* **Exercise prompt**
With the pictures omitted, write out the entries that follow exactly as they stand.

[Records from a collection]
= Beginning of Section =

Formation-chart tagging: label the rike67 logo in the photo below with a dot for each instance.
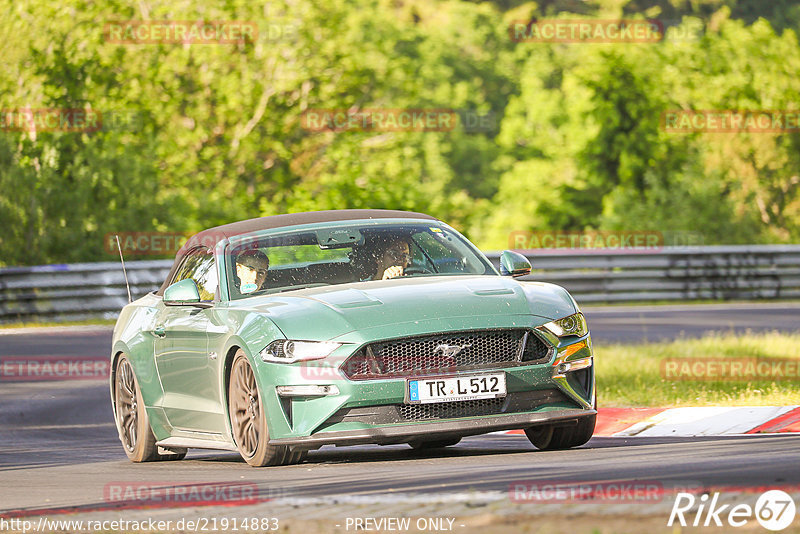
(774, 510)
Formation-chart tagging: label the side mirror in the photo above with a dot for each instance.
(514, 264)
(181, 293)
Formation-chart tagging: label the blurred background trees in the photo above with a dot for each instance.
(209, 134)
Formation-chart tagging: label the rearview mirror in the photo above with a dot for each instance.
(514, 264)
(182, 293)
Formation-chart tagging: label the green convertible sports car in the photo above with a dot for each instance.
(279, 335)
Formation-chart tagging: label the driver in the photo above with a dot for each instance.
(393, 261)
(251, 269)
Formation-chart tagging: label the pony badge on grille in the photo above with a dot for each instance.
(450, 351)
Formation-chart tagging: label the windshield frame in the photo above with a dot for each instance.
(231, 244)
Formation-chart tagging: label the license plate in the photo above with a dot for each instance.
(457, 388)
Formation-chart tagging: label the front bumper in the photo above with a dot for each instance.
(435, 430)
(374, 411)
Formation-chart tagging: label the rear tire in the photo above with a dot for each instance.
(249, 421)
(436, 444)
(130, 415)
(550, 437)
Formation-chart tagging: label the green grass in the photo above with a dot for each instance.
(630, 375)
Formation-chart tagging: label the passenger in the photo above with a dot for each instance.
(251, 269)
(393, 260)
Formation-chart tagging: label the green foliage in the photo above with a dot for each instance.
(214, 133)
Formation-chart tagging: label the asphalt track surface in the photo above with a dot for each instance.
(59, 447)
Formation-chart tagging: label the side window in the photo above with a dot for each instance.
(199, 265)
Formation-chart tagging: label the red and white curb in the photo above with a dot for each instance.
(705, 421)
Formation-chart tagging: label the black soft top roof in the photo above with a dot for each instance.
(212, 236)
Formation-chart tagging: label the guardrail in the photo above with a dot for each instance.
(97, 290)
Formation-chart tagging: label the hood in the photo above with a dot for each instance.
(428, 303)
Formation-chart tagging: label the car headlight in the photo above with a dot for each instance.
(572, 325)
(289, 351)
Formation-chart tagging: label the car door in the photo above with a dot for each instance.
(187, 370)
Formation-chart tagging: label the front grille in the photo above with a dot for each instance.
(450, 410)
(444, 353)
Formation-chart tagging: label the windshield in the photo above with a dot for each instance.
(348, 253)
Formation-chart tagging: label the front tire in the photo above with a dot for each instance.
(550, 437)
(249, 421)
(131, 418)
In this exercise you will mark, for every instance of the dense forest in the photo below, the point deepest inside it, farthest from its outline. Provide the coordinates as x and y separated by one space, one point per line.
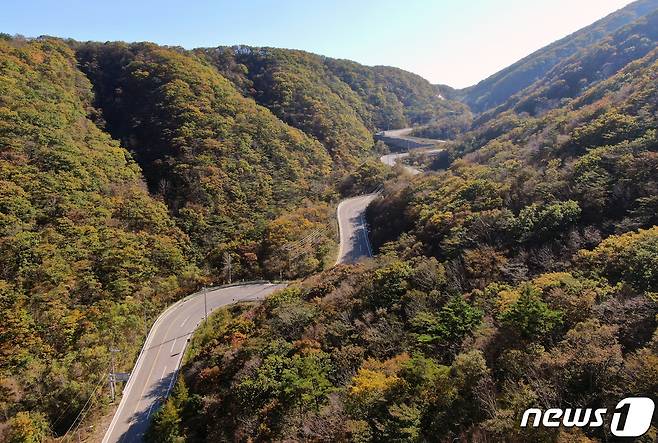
339 102
521 274
132 173
86 254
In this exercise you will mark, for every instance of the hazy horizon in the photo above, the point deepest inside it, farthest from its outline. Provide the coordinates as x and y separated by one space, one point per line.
444 42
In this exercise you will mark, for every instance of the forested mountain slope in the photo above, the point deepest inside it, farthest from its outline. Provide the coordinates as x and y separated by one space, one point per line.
85 252
339 102
497 88
522 276
577 73
224 165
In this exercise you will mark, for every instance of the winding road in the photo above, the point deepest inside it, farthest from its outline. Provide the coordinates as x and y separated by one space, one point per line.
158 363
354 243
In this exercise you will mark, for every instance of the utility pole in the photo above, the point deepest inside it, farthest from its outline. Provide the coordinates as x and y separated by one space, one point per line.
112 376
205 304
227 265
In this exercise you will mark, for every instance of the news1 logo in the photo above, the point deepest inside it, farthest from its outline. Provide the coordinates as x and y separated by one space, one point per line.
630 418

= End of Section =

* **Task response**
Formation-chart tagging: label the rike67 logo in the photo below with a dot for each instance.
(774, 510)
Formation-chart tagging: label the side mirror in the photo above with a dot for each instance.
(514, 264)
(181, 293)
Formation-chart tagging: label the blurred background trees in the photo above with a dot for each instance.
(209, 134)
Formation-chart tagging: label the rearview mirror in the photo above with a dot for each instance.
(514, 264)
(182, 293)
Formation-chart tagging: label the green convertible sports car in the photo above with a dot for each instance.
(279, 335)
Formation-chart tagging: label the driver in the photo above with a dot for each instance.
(393, 261)
(251, 269)
Formation-chart tagging: label the pony badge on grille in the photo above with a dot for each instance.
(450, 351)
Formation-chart tagging: label the windshield frame in the photo above with a dot for each instance.
(231, 244)
Formation-chart tagging: label the license plate in the photo above with a dot for each instance.
(457, 388)
Formation-chart tagging: label the front bumper in the photo above with a dot for each instance.
(435, 430)
(374, 411)
Formation-chart tagging: label the rear tire in the photo above with a dot for each instance.
(249, 421)
(436, 444)
(130, 415)
(550, 437)
Formation-chart tagging: label the green grass in the photo above with a dot for each instance.
(630, 375)
Formation-chart tagging: label the passenger in the photo above with a dot for each instance.
(251, 269)
(393, 260)
Formation-chart tagging: label the green foliage in the photo above with a dot for each instance.
(214, 133)
Formation-chart tagging: label the asphalt track surface in the photo above with a dot for each instance.
(59, 447)
Formation-chart tagging: label the side window in the photo above with a dot for each instance.
(199, 265)
Formation-chart tagging: label the red and white curb in the photo above with a dot for each instance.
(705, 421)
Formation-chart tagging: label the black soft top roof in the photo above with a dot for each instance.
(212, 236)
Formation-chart tagging: label the guardrail in the photo above with a dot for each instance.
(97, 290)
Formation-chart tagging: label the hood in the photo above with a dot for each instance.
(428, 303)
Formation-chart tagging: label the car headlight in the photo above with a dot for each instance.
(572, 325)
(289, 351)
Formation-chart tagging: label the car door in the photo above with a dot for each instance.
(187, 370)
Formation-chart tagging: label the front grille in the photo above with a dot for each instance.
(450, 410)
(444, 353)
Formation-chart tagging: label the windshield in the photo above with a dot for each instance.
(348, 253)
Formation-chart tagging: label the front tire in the photo above with a dot for each instance.
(550, 437)
(249, 421)
(131, 418)
In this exercise you will mark, for every instance of the dense forest in the photo below, the point deepest inside it, farthest from its outline. Provide the coordinates as x and y separated by one space, one point per line.
339 102
521 274
132 173
86 254
In this exercise you will mark, for every instance of the hazy horizon in the photo above, the point deepest inside it, farthest from its outline. Provide the coordinates as x and y separated by one space, one point per line.
444 42
In this exercise you will mark, for every instance of the forested mountain slope in the photo above, the point deepest inside it, farthest from its outline. Provide the coordinates as x and y separated by one space, one point per line.
85 252
339 102
497 88
522 276
577 73
224 165
In this exercise you will mark, for every instance of the winding road in the photo above, the point deepest inside it, farthest from its outline. Provide the coordinates as x and y separated by one space, one point per line.
158 363
354 243
In this exercise you will mark, for every instance of the utility pole in the photo above, the point deepest inside it, farthest from its outline. Provide the coordinates as x and y separated by one space, one point per line.
112 376
205 304
227 265
In this exercise you will mark, for every instance of the news1 logo in the photo above, the point deepest inside it, farthest from its outline. Provide the coordinates as x and y separated by one space, one point per line.
630 418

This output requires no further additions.